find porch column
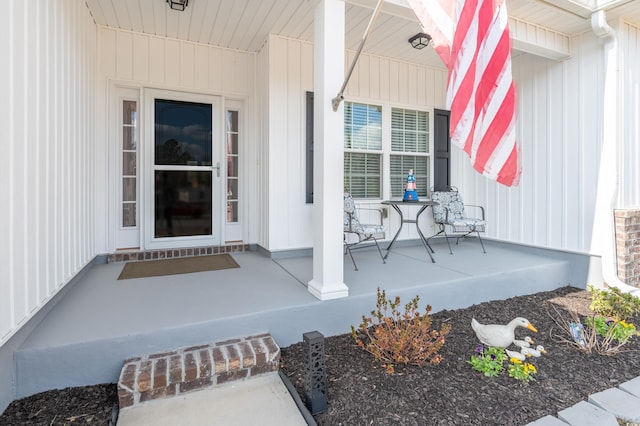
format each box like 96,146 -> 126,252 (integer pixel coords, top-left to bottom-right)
308,0 -> 349,300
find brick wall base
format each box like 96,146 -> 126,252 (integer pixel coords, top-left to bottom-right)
118,334 -> 280,409
107,243 -> 250,263
614,209 -> 640,287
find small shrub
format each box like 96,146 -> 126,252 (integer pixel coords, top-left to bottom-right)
588,285 -> 640,321
547,296 -> 639,356
351,288 -> 451,374
468,345 -> 507,377
509,358 -> 538,382
584,315 -> 638,344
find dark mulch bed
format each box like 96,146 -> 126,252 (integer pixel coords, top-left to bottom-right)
282,287 -> 640,425
0,287 -> 640,425
0,384 -> 118,426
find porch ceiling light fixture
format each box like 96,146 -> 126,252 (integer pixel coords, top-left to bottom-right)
167,0 -> 189,12
409,33 -> 431,49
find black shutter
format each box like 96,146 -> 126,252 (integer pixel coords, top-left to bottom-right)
433,109 -> 451,191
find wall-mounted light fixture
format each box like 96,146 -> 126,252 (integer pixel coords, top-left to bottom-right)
409,33 -> 431,49
167,0 -> 189,12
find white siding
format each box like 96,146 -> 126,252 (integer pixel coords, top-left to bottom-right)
264,36 -> 313,250
258,35 -> 446,250
618,22 -> 640,208
0,0 -> 96,344
452,33 -> 604,252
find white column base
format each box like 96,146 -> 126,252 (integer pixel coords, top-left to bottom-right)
307,279 -> 349,300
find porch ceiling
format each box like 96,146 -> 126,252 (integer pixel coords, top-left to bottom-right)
86,0 -> 640,67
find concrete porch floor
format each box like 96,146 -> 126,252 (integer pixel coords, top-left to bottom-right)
15,240 -> 588,398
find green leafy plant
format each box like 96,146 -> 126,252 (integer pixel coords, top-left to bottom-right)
508,358 -> 538,382
584,315 -> 638,344
468,345 -> 507,377
351,288 -> 451,374
588,285 -> 640,320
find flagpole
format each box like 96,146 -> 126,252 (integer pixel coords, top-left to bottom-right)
331,0 -> 384,112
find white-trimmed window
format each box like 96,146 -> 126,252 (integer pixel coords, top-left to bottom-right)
389,108 -> 430,198
344,102 -> 431,199
344,102 -> 383,199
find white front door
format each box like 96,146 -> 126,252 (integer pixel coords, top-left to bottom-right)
142,89 -> 224,248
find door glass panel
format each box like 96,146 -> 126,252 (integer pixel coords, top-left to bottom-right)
155,99 -> 212,166
121,100 -> 138,228
155,171 -> 212,238
154,99 -> 213,238
227,110 -> 239,223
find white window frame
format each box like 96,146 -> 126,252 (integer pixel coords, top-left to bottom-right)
344,99 -> 433,201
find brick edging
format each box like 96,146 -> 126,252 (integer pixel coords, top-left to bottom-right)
118,334 -> 280,409
107,243 -> 251,263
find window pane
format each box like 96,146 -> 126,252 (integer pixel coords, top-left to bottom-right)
122,101 -> 136,126
122,177 -> 136,201
391,108 -> 429,154
344,152 -> 382,198
227,111 -> 238,132
122,126 -> 136,151
122,151 -> 136,176
155,99 -> 213,166
122,203 -> 136,228
389,155 -> 430,198
227,201 -> 238,223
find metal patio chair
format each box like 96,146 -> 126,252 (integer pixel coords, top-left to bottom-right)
429,187 -> 487,254
343,192 -> 387,271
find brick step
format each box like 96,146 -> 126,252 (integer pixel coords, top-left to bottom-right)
118,333 -> 280,409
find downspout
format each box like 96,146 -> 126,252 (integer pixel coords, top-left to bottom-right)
591,10 -> 640,296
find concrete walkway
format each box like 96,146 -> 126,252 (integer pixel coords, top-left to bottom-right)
118,373 -> 307,426
118,373 -> 640,426
528,377 -> 640,426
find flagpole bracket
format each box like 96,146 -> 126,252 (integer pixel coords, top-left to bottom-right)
331,93 -> 344,112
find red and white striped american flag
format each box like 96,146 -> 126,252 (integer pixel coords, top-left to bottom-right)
408,0 -> 521,186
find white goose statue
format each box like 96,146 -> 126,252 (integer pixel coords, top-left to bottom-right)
504,349 -> 531,361
520,345 -> 547,358
513,336 -> 535,348
471,317 -> 538,348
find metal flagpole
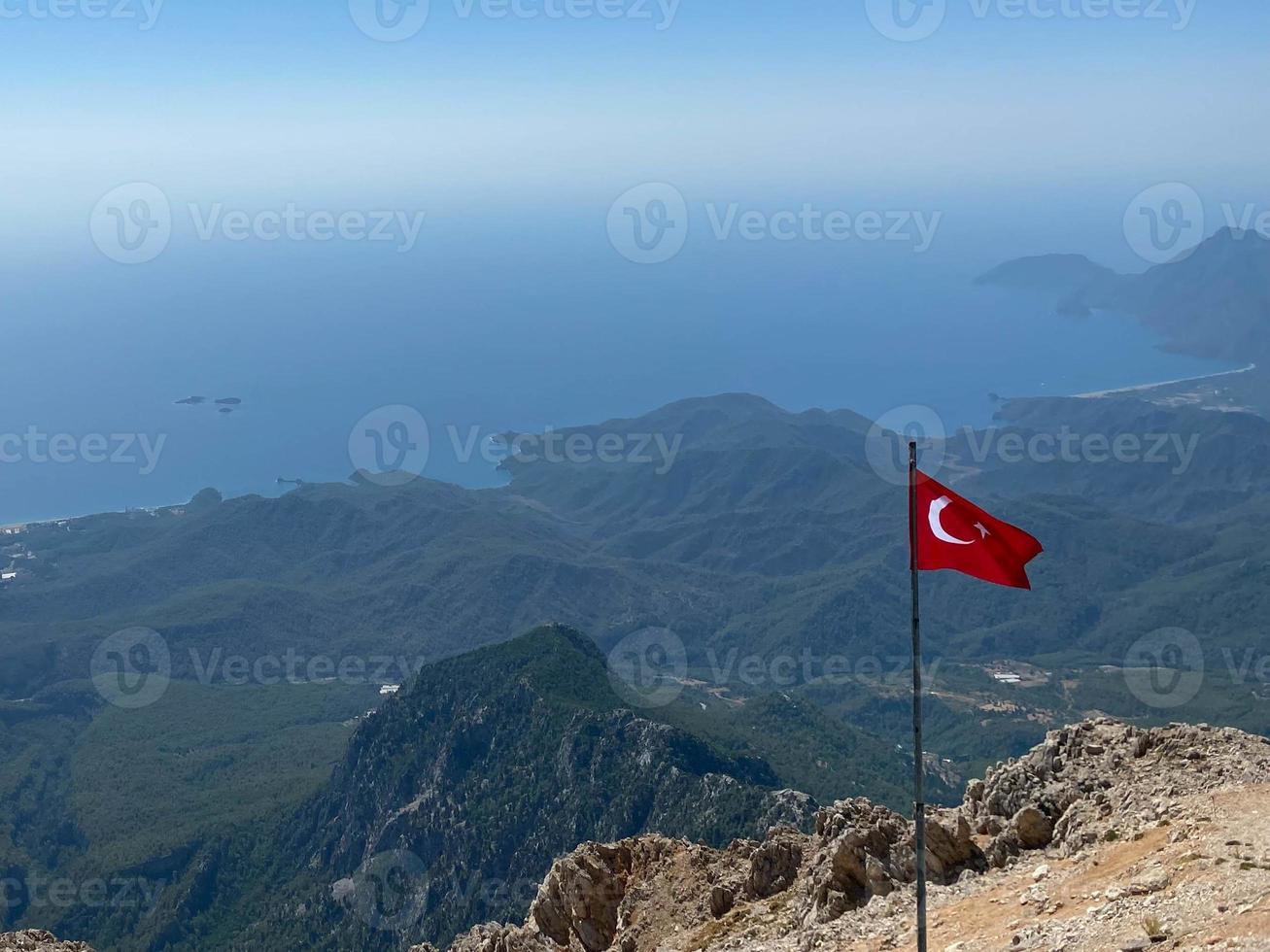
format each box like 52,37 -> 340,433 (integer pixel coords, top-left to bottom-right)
909,440 -> 926,952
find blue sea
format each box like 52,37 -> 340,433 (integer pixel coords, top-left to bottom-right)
0,198 -> 1227,525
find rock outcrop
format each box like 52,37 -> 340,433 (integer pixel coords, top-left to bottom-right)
427,719 -> 1270,952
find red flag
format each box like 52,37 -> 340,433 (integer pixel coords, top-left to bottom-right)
910,471 -> 1043,589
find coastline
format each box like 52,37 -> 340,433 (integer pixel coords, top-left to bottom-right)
1073,363 -> 1257,400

= = =

**Problem:** Scale the records on the lines between the ones holding "find white window frame" and "107,243 -> 251,263", inclusive, and give only those lines. Repeat every line, requests included, but multiply each box coordinate in the answers by 1.25 and round to whole numbers, with halves going up. Leave the sample coordinates in the format lines unchanged.

**Exercise result:**
find white window frame
format each box like 96,146 -> 126,252 (integer pixel coords, top-left to bottom-right)
430,124 -> 541,251
find brick edging
format each box like 96,146 -> 126,252 (integer pixel coords, top-left to bottom-right)
148,418 -> 350,511
134,304 -> 314,329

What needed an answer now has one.